Travail demandé: Mettez à jour l'extrait sur la croisade des Albigeois : veuillez recopier le passage de "La conquête paraissant" à "attendit le concile." en remplaçant "Montpellier" par "Narbonne".

Extrait du document:
○ ○ ○ ○

La conquête paraissant enfin achevée, les prélats de la Croisade se réunirent en concile à Montpellier, courant janvier 1215. Il leur tardait de proclamer Montfort comte de Toulouse ... Le légat remontra qu'il importait d'attendre la décision officielle du Saint-Siège, prévue pour le prochain concile oecuménique du Latran, qui se tiendrait à la fin de l'année. Alors on nomma simplement Montfort « maître unique et absolu » du pays conquis, dont la garde lui était confiée jusqu'à la décision finale.

Et Montfort envoya à Toulouse l'évêque Foulques (que les Toulousains avaient depuis longtemps chassé de leur ville) prendre possession en son nom de la résidence comtale, le Château Narbonnais. Et il attendit le concile.

 

Celui-ci s'ouvrit le 11 novembre. La sentence relative à l'affaire albigeoise fut proclamée le 30, après des débats longs et houleux. Car Innocent III avait voulu apaiser les choses et, surtout, éviter le déni de justice. Il n'eut pas gain de cause. Raymond VI fut déchu de ses titres et dépossédé de ses domaines au profit de Simon de Montfort, déclaré comte de Toulouse. Tout ce que le pape put obtenir, c'est que le marquisat de Provence fût exclu de cette dépossession, et réservé pour Raymond le Jeune, à qui l'Eglise le restituerait plus tard, « s'il s'en montrait digne ».

 

Simon fit son entrée à Toulouse dans les premiers jours de mars 1216. Le 7, il se fit prêter serment de fidélité par les représentants de la population. Le 8, il s'engagea à protéger les personnes et les biens des citoyens. Ce qui ne l'empêcha pas de supprimer le consulat élu, et de le remplacer par une assemblée tout à sa dévotion, dont il nomma lui-même les membres. Puis il prit le chemin de Paris.

○ ○ ○ ○

Données:
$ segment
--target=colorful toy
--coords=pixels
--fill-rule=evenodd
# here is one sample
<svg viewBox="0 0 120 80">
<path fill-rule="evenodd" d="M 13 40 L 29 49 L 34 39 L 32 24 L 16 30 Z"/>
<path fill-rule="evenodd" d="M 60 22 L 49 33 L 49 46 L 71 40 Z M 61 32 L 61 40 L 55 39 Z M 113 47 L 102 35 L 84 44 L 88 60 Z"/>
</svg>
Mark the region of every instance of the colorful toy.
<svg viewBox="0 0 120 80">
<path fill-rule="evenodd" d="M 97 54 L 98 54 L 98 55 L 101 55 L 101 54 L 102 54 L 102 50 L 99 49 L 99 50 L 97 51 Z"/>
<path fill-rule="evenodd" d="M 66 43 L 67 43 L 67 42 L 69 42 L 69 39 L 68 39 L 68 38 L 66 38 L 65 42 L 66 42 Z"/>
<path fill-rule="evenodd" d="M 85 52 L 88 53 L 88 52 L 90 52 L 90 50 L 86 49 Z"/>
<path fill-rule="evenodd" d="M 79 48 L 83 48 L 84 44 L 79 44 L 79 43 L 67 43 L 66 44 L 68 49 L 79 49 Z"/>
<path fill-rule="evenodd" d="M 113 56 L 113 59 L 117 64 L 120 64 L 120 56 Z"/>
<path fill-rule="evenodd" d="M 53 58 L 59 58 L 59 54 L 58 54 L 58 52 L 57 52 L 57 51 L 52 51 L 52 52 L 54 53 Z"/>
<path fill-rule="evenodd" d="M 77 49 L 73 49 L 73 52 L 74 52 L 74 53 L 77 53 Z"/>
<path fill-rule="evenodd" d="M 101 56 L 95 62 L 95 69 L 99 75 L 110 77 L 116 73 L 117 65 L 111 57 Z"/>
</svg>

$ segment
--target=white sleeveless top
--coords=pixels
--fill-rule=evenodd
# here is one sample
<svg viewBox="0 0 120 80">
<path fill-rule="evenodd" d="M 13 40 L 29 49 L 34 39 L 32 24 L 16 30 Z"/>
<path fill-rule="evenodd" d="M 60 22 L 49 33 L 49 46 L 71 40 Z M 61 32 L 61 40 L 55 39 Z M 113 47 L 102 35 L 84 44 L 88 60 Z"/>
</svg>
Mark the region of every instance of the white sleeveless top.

○ ○ ○ ○

Résultat obtenu:
La conquête paraissant enfin achevée, les prélats de la Croisade se réunirent en concile à Narbonne, courant janvier 1215. Il leur tardait de proclamer Montfort comte de Toulouse ... Le légat remontra qu'il importait d'attendre la décision officielle du Saint-Siège, prévue pour le prochain concile oecuménique du Latran, qui se tiendrait à la fin de l'année. Alors on nomma simplement Montfort « maître unique et absolu » du pays conquis, dont la garde lui était confiée jusqu'à la décision finale.

Et Montfort envoya à Toulouse l'évêque Foulques (que les Toulousains avaient depuis longtemps chassé de leur ville) prendre possession en son nom de la résidence comtale, le Château Narbonnais. Et il attendit le concile.